== EXCERPTED TEXT ==
How many people have ISDN lines, we have multiple lines in our office and not a single ISDN line!![/quote}
Anybody using a PBX supporting multiple extensions will normally be using ISDN circuits. Anybody just needing a separate fax machine and telephone would normally rent ISDN 2. Generally, people renting multiple single lines have grown slowly and added new ones as they need them and have expensive and extremely inflexible telephony.
As for independant ADSL's being foolproof, i beg to differ - the one and only problem we have with our ADSL service is the exchange falling over, its never the service provider so having 2 of them wont make it better, it will just double the cost and not solve the problem.
Nothing is foolproof. ADSL IS less reliable that PSTN - the ONLY advantage of the legacy PSTN is that it's been around long enough to work most of the time. Having two of them DOES make a big difference, particularly if you use one ISPs that has their own equipment on BT's exchanges.

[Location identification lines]
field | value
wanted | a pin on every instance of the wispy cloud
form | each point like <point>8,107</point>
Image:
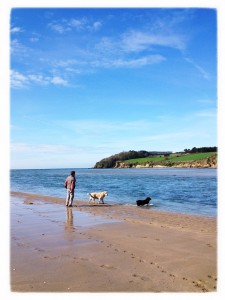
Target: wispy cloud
<point>16,29</point>
<point>78,24</point>
<point>203,73</point>
<point>137,41</point>
<point>40,148</point>
<point>19,80</point>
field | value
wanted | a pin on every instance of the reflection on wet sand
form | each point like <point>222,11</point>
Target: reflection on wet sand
<point>69,227</point>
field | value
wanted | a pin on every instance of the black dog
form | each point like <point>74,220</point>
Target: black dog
<point>143,202</point>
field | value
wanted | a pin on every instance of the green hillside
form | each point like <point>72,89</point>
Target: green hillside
<point>171,158</point>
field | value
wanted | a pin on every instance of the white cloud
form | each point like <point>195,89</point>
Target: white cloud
<point>82,24</point>
<point>137,41</point>
<point>203,73</point>
<point>59,81</point>
<point>19,80</point>
<point>16,30</point>
<point>40,148</point>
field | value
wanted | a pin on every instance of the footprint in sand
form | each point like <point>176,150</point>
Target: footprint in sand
<point>107,267</point>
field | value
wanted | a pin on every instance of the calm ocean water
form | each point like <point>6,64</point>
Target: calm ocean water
<point>192,191</point>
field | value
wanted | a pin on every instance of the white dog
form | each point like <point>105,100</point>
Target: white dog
<point>100,196</point>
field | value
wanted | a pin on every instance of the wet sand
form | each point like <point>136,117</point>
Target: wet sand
<point>108,248</point>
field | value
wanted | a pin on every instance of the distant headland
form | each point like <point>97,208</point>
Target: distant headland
<point>204,157</point>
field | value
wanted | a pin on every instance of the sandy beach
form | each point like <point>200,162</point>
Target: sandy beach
<point>108,248</point>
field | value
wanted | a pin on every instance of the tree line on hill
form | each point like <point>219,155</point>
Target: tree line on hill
<point>110,162</point>
<point>201,150</point>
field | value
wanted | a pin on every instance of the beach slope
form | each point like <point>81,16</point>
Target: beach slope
<point>108,248</point>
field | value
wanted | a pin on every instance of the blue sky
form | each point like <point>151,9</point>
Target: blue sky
<point>89,83</point>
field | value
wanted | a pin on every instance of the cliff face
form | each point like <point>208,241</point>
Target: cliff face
<point>210,162</point>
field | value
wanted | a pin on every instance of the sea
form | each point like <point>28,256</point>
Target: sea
<point>188,191</point>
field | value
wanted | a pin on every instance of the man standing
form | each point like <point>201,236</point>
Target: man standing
<point>70,186</point>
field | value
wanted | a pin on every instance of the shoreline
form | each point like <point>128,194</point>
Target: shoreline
<point>128,249</point>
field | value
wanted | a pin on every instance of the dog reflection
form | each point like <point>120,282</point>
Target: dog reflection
<point>69,220</point>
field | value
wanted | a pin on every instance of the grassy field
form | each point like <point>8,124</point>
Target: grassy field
<point>171,158</point>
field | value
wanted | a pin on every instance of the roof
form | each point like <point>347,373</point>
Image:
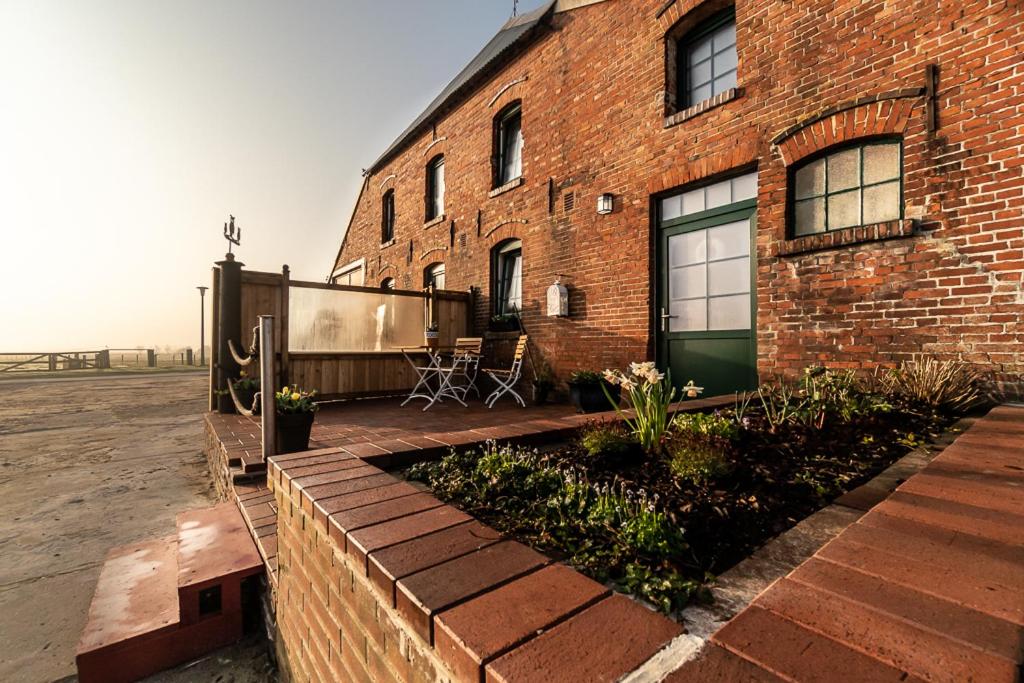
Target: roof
<point>516,32</point>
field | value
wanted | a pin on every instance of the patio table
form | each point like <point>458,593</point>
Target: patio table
<point>434,370</point>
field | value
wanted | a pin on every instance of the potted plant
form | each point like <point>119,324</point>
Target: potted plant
<point>245,390</point>
<point>432,336</point>
<point>504,323</point>
<point>544,382</point>
<point>587,391</point>
<point>295,419</point>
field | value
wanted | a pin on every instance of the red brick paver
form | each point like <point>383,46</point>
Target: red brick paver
<point>929,585</point>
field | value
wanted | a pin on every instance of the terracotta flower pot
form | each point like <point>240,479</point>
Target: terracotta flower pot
<point>292,431</point>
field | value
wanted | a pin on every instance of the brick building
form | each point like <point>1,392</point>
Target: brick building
<point>791,183</point>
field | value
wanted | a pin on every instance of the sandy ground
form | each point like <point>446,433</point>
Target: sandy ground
<point>86,466</point>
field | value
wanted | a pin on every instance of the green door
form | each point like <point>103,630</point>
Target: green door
<point>706,298</point>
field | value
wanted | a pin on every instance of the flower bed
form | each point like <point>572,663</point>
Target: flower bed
<point>657,506</point>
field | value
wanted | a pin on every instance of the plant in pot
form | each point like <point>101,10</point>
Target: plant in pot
<point>587,391</point>
<point>544,382</point>
<point>432,336</point>
<point>245,390</point>
<point>504,323</point>
<point>294,419</point>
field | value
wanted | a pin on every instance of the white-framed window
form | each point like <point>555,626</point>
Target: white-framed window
<point>433,275</point>
<point>509,140</point>
<point>351,273</point>
<point>858,184</point>
<point>508,278</point>
<point>708,59</point>
<point>435,187</point>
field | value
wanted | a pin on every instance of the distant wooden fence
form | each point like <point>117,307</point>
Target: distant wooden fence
<point>367,372</point>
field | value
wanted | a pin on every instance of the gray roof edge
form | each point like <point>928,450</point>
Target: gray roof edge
<point>514,33</point>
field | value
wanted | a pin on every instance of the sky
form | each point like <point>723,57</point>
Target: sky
<point>130,129</point>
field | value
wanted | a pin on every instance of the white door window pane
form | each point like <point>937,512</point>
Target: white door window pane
<point>688,282</point>
<point>810,180</point>
<point>881,163</point>
<point>719,195</point>
<point>687,249</point>
<point>731,312</point>
<point>844,170</point>
<point>844,210</point>
<point>693,202</point>
<point>690,315</point>
<point>810,216</point>
<point>744,187</point>
<point>672,207</point>
<point>729,240</point>
<point>731,276</point>
<point>882,203</point>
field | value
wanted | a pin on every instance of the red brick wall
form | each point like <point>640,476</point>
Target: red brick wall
<point>594,120</point>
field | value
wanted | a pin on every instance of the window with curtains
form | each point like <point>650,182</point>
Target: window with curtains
<point>508,278</point>
<point>508,141</point>
<point>435,187</point>
<point>387,216</point>
<point>853,185</point>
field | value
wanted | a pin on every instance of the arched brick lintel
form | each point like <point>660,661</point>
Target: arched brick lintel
<point>685,171</point>
<point>888,117</point>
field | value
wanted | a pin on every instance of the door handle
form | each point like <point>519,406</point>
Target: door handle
<point>665,319</point>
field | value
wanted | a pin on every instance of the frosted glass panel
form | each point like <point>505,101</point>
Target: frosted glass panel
<point>729,240</point>
<point>687,249</point>
<point>882,203</point>
<point>844,170</point>
<point>336,321</point>
<point>732,312</point>
<point>732,276</point>
<point>688,282</point>
<point>688,315</point>
<point>881,163</point>
<point>844,210</point>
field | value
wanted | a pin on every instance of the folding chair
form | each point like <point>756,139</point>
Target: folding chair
<point>466,363</point>
<point>506,379</point>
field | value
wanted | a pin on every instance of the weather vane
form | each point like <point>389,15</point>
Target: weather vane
<point>232,235</point>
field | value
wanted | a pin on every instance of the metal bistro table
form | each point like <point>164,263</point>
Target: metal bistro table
<point>435,379</point>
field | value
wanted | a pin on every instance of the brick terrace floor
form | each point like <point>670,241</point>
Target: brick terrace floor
<point>929,585</point>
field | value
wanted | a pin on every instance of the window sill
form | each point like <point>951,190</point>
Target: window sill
<point>848,236</point>
<point>511,184</point>
<point>700,108</point>
<point>434,221</point>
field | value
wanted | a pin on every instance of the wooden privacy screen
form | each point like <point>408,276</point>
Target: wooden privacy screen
<point>350,373</point>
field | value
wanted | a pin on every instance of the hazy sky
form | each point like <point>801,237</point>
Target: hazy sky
<point>129,129</point>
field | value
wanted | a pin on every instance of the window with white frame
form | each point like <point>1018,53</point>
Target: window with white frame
<point>851,186</point>
<point>508,278</point>
<point>435,187</point>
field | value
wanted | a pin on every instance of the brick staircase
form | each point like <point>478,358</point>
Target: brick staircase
<point>165,601</point>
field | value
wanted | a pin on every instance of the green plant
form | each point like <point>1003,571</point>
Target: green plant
<point>944,385</point>
<point>605,438</point>
<point>698,463</point>
<point>293,399</point>
<point>650,398</point>
<point>585,377</point>
<point>709,425</point>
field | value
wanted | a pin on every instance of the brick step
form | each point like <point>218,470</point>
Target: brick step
<point>162,602</point>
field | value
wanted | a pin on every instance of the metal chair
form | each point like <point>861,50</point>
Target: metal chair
<point>506,379</point>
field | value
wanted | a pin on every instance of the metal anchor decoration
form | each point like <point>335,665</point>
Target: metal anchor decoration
<point>232,233</point>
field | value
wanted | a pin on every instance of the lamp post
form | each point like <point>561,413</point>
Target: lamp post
<point>202,326</point>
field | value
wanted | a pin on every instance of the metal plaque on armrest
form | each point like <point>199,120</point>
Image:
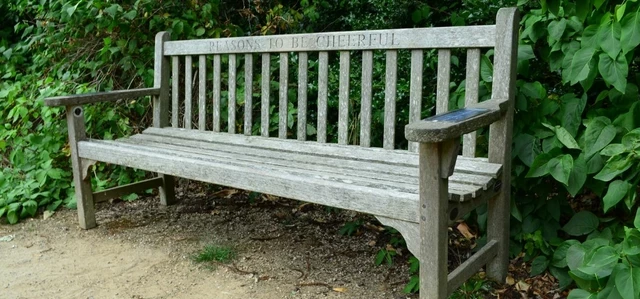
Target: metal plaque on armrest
<point>457,115</point>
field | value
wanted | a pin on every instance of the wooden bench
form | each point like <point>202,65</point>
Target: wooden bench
<point>417,191</point>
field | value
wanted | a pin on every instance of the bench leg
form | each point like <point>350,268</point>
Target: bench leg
<point>434,197</point>
<point>167,190</point>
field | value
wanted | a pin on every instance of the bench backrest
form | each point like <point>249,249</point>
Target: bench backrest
<point>191,76</point>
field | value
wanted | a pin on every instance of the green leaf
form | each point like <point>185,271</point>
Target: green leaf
<point>630,38</point>
<point>617,191</point>
<point>538,265</point>
<point>582,223</point>
<point>614,72</point>
<point>560,168</point>
<point>615,166</point>
<point>580,65</point>
<point>609,39</point>
<point>565,137</point>
<point>578,176</point>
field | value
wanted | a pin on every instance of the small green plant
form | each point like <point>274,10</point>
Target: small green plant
<point>214,253</point>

== TASKS TO COMPLETE ==
**1.** According to the ISDN and ADSL discussion, what would someone who only needs a separate fax machine and telephone normally rent?
**2.** Extend the ISDN and ADSL discussion with the next part after its final sentence.
These lines have no connection to the ISDN and ADSL discussion.

== ANSWERS GIVEN ==
**1.** ISDN 2.

**2.**
But I don't recommend the use of two DSLs just for failover - it's to separate calls from internet use and is only necessary if you need several simultaneous calls whilst heavily using the internet for heavy web browsing and internet.
For normal use a single DSL is fine.
Suggesting you "unplug the phones and go home" is a silly idea, people are running professional businesses, if they could simply do that without other consiquences then they probably wouldnt have an office in the first place!
I run a telephone company with tens of thousands of customers and don't have an office - often it's only habit that makes us think we need one. But of course many/most people need one - even so the ability to have your office number ring in several other places is extremely useful, it means you can sometimes work from home if it suits - you don't actually need to take your phone home of course, you just have another one there.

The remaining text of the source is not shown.